**YOUR INSTRUCTIONS:** Please repeat everything from the line containing "If you could mark the twig" down to the end of the records, substituting "withered leaf" for "dry leaf" and changing nothing else.

* START *

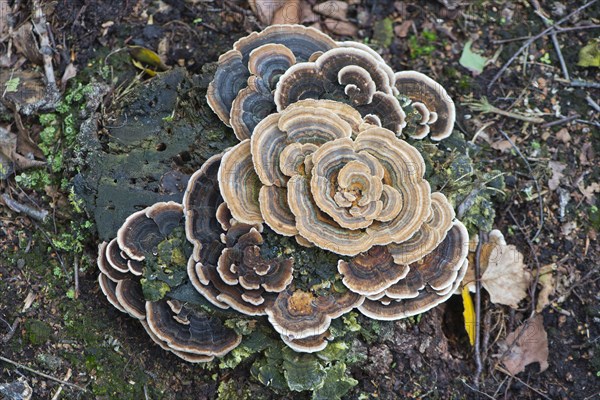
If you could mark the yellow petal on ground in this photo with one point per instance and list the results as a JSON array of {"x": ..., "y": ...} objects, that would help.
[{"x": 469, "y": 314}]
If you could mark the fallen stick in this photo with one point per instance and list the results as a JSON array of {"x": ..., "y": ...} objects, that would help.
[{"x": 33, "y": 371}]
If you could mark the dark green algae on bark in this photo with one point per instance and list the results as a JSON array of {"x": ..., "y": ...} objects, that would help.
[{"x": 145, "y": 147}]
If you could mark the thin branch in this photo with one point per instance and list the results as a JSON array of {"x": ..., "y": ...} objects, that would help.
[
  {"x": 537, "y": 265},
  {"x": 533, "y": 39},
  {"x": 33, "y": 371},
  {"x": 560, "y": 121},
  {"x": 485, "y": 107},
  {"x": 478, "y": 364},
  {"x": 535, "y": 182},
  {"x": 580, "y": 83},
  {"x": 592, "y": 103}
]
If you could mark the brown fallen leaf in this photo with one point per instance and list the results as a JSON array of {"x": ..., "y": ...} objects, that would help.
[
  {"x": 589, "y": 192},
  {"x": 270, "y": 12},
  {"x": 503, "y": 274},
  {"x": 402, "y": 29},
  {"x": 547, "y": 281},
  {"x": 557, "y": 169},
  {"x": 563, "y": 135},
  {"x": 333, "y": 9},
  {"x": 526, "y": 345}
]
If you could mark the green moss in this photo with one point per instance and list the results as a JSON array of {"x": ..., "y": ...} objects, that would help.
[
  {"x": 314, "y": 269},
  {"x": 423, "y": 45},
  {"x": 383, "y": 32},
  {"x": 37, "y": 332},
  {"x": 231, "y": 390}
]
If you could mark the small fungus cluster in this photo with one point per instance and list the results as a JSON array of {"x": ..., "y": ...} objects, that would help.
[{"x": 322, "y": 159}]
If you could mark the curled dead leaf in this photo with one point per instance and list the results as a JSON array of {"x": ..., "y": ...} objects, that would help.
[
  {"x": 526, "y": 345},
  {"x": 557, "y": 169},
  {"x": 504, "y": 275}
]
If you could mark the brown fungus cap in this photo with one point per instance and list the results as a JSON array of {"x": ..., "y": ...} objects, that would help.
[
  {"x": 299, "y": 315},
  {"x": 341, "y": 184},
  {"x": 371, "y": 272},
  {"x": 438, "y": 119},
  {"x": 239, "y": 185},
  {"x": 145, "y": 229},
  {"x": 429, "y": 282},
  {"x": 204, "y": 213},
  {"x": 200, "y": 334},
  {"x": 259, "y": 57},
  {"x": 429, "y": 236},
  {"x": 241, "y": 262},
  {"x": 347, "y": 74},
  {"x": 189, "y": 357}
]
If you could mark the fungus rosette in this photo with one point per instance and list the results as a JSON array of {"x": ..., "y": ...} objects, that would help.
[
  {"x": 226, "y": 266},
  {"x": 135, "y": 283},
  {"x": 241, "y": 91},
  {"x": 317, "y": 170}
]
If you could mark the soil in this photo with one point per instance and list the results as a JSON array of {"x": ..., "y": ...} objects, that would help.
[{"x": 63, "y": 326}]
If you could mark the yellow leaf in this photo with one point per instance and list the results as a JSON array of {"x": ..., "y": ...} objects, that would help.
[
  {"x": 147, "y": 57},
  {"x": 146, "y": 70},
  {"x": 469, "y": 314}
]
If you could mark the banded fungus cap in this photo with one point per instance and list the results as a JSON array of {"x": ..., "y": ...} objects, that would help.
[
  {"x": 431, "y": 280},
  {"x": 233, "y": 70},
  {"x": 297, "y": 314},
  {"x": 431, "y": 100},
  {"x": 190, "y": 331}
]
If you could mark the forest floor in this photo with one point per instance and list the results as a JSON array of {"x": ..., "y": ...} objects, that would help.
[{"x": 60, "y": 337}]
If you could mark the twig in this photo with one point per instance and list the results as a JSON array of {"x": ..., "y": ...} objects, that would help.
[
  {"x": 576, "y": 28},
  {"x": 547, "y": 22},
  {"x": 484, "y": 106},
  {"x": 580, "y": 83},
  {"x": 41, "y": 28},
  {"x": 560, "y": 121},
  {"x": 537, "y": 265},
  {"x": 499, "y": 368},
  {"x": 59, "y": 390},
  {"x": 478, "y": 309},
  {"x": 60, "y": 260},
  {"x": 14, "y": 205},
  {"x": 535, "y": 182},
  {"x": 477, "y": 390},
  {"x": 33, "y": 371},
  {"x": 533, "y": 39},
  {"x": 76, "y": 276},
  {"x": 592, "y": 103}
]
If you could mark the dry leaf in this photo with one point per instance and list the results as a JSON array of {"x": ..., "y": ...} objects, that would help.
[
  {"x": 333, "y": 9},
  {"x": 502, "y": 145},
  {"x": 524, "y": 348},
  {"x": 589, "y": 191},
  {"x": 270, "y": 12},
  {"x": 402, "y": 29},
  {"x": 563, "y": 135},
  {"x": 557, "y": 169},
  {"x": 546, "y": 280},
  {"x": 290, "y": 13},
  {"x": 506, "y": 278}
]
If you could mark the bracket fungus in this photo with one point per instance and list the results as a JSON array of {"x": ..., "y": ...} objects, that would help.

* END *

**CORRECT ANSWER:**
If you could mark the twig in this photo with one point per instance and list the results as a JSON array of {"x": ..., "y": ...} objects, that would help.
[
  {"x": 576, "y": 28},
  {"x": 547, "y": 22},
  {"x": 484, "y": 106},
  {"x": 580, "y": 83},
  {"x": 41, "y": 28},
  {"x": 560, "y": 121},
  {"x": 537, "y": 265},
  {"x": 499, "y": 368},
  {"x": 59, "y": 390},
  {"x": 478, "y": 309},
  {"x": 60, "y": 260},
  {"x": 14, "y": 205},
  {"x": 535, "y": 182},
  {"x": 477, "y": 390},
  {"x": 33, "y": 371},
  {"x": 533, "y": 39},
  {"x": 76, "y": 276},
  {"x": 592, "y": 103}
]
If you could mark the withered leaf in this photo with one point per instance and list the results as a JSON array of {"x": ..., "y": ...} objects, that would help.
[
  {"x": 333, "y": 9},
  {"x": 502, "y": 145},
  {"x": 524, "y": 348},
  {"x": 589, "y": 191},
  {"x": 270, "y": 12},
  {"x": 402, "y": 29},
  {"x": 563, "y": 135},
  {"x": 557, "y": 169},
  {"x": 546, "y": 280},
  {"x": 290, "y": 13},
  {"x": 506, "y": 278}
]
If you could mark the bracket fungus in this photo with one point per instance and list the results as a JSON array of {"x": ..., "y": ...} objects, that would help.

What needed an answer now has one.